[Opening SOURCE EXTRACT section]

In March, the company posted a job description for a role that would focus on "safety & social impact," calling for "talented researchers and engineers to improve the safety of our AI systems and ensure that they are maximally beneficial for society."

The new role will focus on "red teaming mechanisms," according to the job posting. Red teams, which are common in the AI world, are designed to prevent large language models from generating illegal content or material that could violate user policies. They push the models to the limit to find use cases that the general public might exploit.

Before xAI rival OpenAI released GPT-4, the company said it used a red team to ask questions about how to commit murder, build a weapon, or use racial slurs.

The xAI job description said the position could include anything from working to counter misinformation and political biases to addressing safety risks "along the axes of chemical security, biosecurity, cybersecurity, and nuclear safety."

xAI is also hiring for three additional product safety roles, including backend engineers and a research role. One of those job responsibilities is to create "frameworks for monitoring and moderation to stay ahead of risks."

[Closing SOURCE EXTRACT section]
[Opening MATERIAL PROVIDED section]

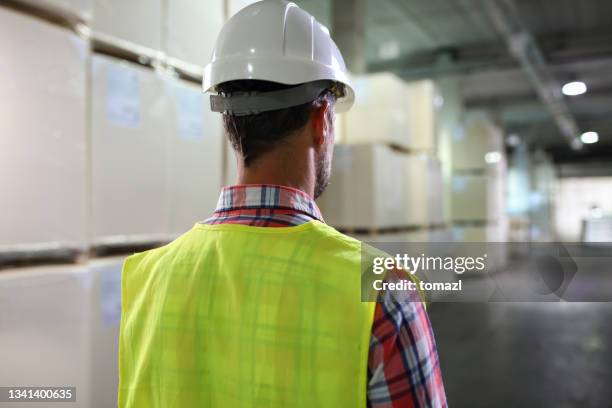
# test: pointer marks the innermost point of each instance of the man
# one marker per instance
(259, 305)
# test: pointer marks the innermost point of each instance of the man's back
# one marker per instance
(234, 315)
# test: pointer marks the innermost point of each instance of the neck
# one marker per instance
(281, 168)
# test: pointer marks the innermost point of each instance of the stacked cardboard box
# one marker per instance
(478, 185)
(423, 200)
(192, 28)
(80, 9)
(367, 188)
(390, 111)
(42, 133)
(156, 154)
(130, 125)
(194, 156)
(380, 112)
(136, 21)
(60, 326)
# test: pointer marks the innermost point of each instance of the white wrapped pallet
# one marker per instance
(422, 99)
(424, 190)
(42, 134)
(380, 113)
(367, 188)
(46, 329)
(188, 20)
(477, 197)
(81, 9)
(104, 304)
(60, 326)
(195, 157)
(474, 141)
(137, 21)
(131, 122)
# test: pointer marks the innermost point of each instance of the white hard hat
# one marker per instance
(276, 41)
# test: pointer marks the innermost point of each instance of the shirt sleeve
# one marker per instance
(403, 366)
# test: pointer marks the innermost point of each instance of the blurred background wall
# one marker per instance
(462, 131)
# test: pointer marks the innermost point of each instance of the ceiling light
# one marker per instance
(589, 137)
(574, 88)
(493, 157)
(513, 140)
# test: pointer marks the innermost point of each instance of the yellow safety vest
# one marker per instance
(239, 316)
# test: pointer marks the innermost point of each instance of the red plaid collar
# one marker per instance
(269, 196)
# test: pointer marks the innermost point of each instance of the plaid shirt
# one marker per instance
(403, 365)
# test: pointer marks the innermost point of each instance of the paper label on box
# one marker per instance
(458, 234)
(122, 97)
(458, 183)
(190, 113)
(343, 159)
(110, 297)
(458, 134)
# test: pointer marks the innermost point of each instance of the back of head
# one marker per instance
(273, 64)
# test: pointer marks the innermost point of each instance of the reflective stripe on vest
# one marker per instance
(238, 316)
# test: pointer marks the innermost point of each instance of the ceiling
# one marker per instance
(437, 38)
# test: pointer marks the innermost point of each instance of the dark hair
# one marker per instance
(254, 135)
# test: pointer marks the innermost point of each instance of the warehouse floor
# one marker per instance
(527, 354)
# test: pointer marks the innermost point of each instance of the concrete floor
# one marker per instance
(528, 354)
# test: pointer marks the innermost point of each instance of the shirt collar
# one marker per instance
(270, 196)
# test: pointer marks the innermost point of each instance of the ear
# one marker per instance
(319, 124)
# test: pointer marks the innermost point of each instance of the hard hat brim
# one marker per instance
(277, 69)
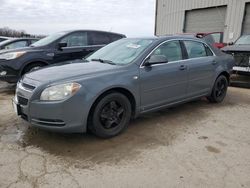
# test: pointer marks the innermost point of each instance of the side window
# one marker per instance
(76, 39)
(171, 50)
(195, 49)
(208, 51)
(209, 39)
(217, 37)
(33, 41)
(14, 45)
(98, 38)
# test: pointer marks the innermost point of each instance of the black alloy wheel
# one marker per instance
(111, 115)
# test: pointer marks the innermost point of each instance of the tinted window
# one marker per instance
(49, 39)
(171, 50)
(209, 39)
(98, 38)
(209, 52)
(76, 39)
(14, 45)
(195, 49)
(217, 37)
(33, 41)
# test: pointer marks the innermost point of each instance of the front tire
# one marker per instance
(111, 115)
(219, 90)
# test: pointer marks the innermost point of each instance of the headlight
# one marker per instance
(11, 55)
(59, 92)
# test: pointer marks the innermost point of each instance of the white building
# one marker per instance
(229, 16)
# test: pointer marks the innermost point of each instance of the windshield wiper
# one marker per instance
(104, 61)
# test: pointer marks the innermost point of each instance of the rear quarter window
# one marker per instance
(195, 49)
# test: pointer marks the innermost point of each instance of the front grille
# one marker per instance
(22, 100)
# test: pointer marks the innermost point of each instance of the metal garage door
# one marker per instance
(205, 20)
(246, 22)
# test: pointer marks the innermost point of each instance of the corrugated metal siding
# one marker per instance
(205, 20)
(246, 22)
(171, 15)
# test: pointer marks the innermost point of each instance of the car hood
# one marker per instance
(235, 48)
(71, 70)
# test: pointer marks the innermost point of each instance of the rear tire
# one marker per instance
(111, 115)
(219, 90)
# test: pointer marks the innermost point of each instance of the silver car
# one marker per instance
(126, 78)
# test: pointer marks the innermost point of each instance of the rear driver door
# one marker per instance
(162, 84)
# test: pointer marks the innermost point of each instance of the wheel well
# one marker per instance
(226, 74)
(32, 63)
(123, 91)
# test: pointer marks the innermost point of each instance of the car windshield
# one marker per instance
(47, 40)
(243, 40)
(121, 52)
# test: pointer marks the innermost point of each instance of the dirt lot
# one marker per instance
(194, 145)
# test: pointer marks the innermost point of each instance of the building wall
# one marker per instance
(170, 15)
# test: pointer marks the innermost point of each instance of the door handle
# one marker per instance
(214, 62)
(183, 67)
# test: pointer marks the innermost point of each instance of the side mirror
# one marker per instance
(61, 45)
(156, 59)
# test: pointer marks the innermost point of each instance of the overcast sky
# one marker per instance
(130, 17)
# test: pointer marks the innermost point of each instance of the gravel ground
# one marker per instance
(193, 145)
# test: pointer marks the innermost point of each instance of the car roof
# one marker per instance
(16, 39)
(71, 31)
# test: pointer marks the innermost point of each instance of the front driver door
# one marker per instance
(162, 84)
(201, 65)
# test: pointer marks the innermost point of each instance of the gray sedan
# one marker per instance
(126, 78)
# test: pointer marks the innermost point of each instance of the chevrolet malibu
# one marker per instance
(126, 78)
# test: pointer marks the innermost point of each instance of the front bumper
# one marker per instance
(61, 116)
(9, 75)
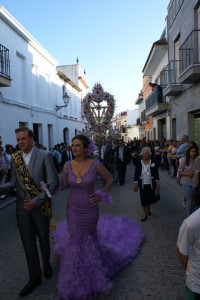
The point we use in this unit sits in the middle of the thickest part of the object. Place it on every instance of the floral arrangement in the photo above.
(91, 148)
(97, 114)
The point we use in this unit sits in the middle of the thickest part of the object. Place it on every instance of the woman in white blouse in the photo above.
(146, 179)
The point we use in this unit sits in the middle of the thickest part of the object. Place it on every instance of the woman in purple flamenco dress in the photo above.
(91, 248)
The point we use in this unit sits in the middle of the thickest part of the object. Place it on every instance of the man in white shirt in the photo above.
(30, 166)
(188, 251)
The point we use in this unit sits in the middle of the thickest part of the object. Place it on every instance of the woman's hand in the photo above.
(94, 199)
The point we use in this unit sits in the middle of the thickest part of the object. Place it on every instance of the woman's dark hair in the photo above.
(187, 154)
(85, 140)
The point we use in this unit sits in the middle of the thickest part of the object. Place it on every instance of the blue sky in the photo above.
(111, 38)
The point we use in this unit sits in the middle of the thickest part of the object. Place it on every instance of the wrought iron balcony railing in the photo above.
(190, 51)
(143, 117)
(155, 97)
(171, 73)
(4, 62)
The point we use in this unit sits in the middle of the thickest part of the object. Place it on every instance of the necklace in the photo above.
(78, 177)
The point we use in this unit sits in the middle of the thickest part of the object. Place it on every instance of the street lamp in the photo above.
(66, 101)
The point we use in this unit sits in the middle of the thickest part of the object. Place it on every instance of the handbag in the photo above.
(156, 197)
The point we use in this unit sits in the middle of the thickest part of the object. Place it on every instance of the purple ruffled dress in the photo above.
(91, 249)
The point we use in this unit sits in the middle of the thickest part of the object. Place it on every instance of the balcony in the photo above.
(190, 59)
(156, 103)
(170, 79)
(143, 117)
(138, 122)
(139, 98)
(5, 79)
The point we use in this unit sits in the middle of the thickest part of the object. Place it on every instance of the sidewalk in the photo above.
(164, 177)
(154, 274)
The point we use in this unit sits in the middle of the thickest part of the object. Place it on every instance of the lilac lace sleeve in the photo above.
(105, 197)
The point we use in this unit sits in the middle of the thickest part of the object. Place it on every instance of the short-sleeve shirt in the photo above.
(189, 244)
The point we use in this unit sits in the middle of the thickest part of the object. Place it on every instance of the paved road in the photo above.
(154, 274)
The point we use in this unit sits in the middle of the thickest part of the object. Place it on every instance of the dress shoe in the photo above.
(30, 286)
(48, 272)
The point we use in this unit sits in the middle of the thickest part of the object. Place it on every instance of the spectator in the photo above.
(188, 251)
(122, 158)
(146, 179)
(105, 155)
(57, 157)
(157, 153)
(186, 172)
(169, 156)
(8, 156)
(3, 170)
(182, 147)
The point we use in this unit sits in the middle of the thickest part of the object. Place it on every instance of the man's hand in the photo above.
(29, 205)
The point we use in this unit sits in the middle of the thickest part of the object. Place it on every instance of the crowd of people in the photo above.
(84, 241)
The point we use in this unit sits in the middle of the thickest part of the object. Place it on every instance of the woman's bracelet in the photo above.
(104, 197)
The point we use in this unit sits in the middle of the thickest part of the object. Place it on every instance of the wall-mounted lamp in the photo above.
(66, 101)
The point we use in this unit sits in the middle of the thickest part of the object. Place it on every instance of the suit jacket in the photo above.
(41, 167)
(65, 157)
(126, 154)
(154, 173)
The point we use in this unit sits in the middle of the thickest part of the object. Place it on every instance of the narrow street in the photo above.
(154, 274)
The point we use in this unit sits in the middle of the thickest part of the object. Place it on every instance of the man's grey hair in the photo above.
(147, 149)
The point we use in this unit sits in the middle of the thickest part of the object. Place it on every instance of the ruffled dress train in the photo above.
(91, 249)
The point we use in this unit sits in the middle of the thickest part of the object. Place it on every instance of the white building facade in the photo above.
(32, 86)
(182, 74)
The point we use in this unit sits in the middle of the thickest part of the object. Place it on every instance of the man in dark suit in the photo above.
(30, 167)
(66, 155)
(122, 158)
(105, 155)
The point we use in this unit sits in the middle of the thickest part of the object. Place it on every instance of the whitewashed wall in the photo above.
(35, 89)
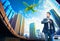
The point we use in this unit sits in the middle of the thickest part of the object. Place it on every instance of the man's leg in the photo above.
(51, 37)
(46, 37)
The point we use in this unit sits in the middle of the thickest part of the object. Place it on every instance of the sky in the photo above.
(36, 17)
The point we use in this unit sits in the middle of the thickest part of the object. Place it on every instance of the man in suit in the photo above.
(49, 28)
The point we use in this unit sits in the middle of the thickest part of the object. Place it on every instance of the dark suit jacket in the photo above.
(45, 29)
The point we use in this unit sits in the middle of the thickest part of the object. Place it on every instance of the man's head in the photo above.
(48, 14)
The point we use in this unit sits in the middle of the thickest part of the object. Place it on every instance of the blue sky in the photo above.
(36, 17)
(18, 4)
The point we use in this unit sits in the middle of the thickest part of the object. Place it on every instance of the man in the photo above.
(49, 28)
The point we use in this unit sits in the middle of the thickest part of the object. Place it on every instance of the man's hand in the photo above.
(49, 21)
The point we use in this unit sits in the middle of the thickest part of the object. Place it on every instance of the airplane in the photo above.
(30, 7)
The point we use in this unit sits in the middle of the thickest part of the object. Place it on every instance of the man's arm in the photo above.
(53, 26)
(44, 21)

[Closing MATERIAL PROVIDED section]

APPLY WHAT YOU READ:
• a. Transcribe the section of the xAI safety hiring passage between "Before xAI rival" and "use racial slurs.", inclusive.
• b. For each statement, say yes or no depending on whether it agrees with the xAI safety hiring passage, and quote the words that decide it. (i) Before releasing GPT-4, OpenAI used a red team to ask how to build a weapon. (ii) xAI is hiring for five additional product safety roles. (iii) The job description for the "safety & social impact" role was posted in March.

EXPECTED RESULTS:
• a.
Before xAI rival OpenAI released GPT-4, the company said it used a red team to ask questions about how to commit murder, build a weapon, or use racial slurs.

• b.
(i) Yes: "used a red team to ask questions about how to commit murder, build a weapon, or use racial slurs"
(ii) No: "xAI is also hiring for three additional product safety roles"
(iii) Yes: "In March, the company posted a job description for a role that would focus on "safety & social impact,""